**Exercise material**.

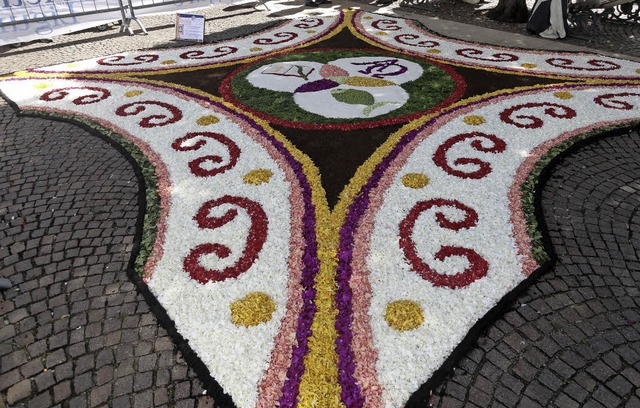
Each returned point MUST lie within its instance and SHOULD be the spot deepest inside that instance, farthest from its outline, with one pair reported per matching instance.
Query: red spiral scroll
(201, 140)
(482, 168)
(97, 95)
(255, 240)
(478, 266)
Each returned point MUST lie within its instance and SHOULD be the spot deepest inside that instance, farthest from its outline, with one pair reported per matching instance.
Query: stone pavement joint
(74, 332)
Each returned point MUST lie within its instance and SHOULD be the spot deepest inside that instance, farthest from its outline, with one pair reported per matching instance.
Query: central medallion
(330, 88)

**Assigned task**. Type the listing out again word for word, passing over each picture.

**Response to this exercise**.
Each returned point MUST lie within its instance and SHOULD be the spot deepest inside that instance, farthest from its outline, with one pair reported per matching instance.
Query: red spiral scroll
(201, 140)
(482, 168)
(97, 95)
(255, 240)
(478, 266)
Each returned point MUST lie within its instance and SHOULD be the spot deepest inside that instance, farthest from its outline, with one pair reported per matching instance.
Query: stone pavement joint
(74, 332)
Each returned point MUST lie within its instance and SHOULD be the spot deepest inside that instance, farthest from its outline, with one pair reported per matching instance.
Query: central medallion
(330, 88)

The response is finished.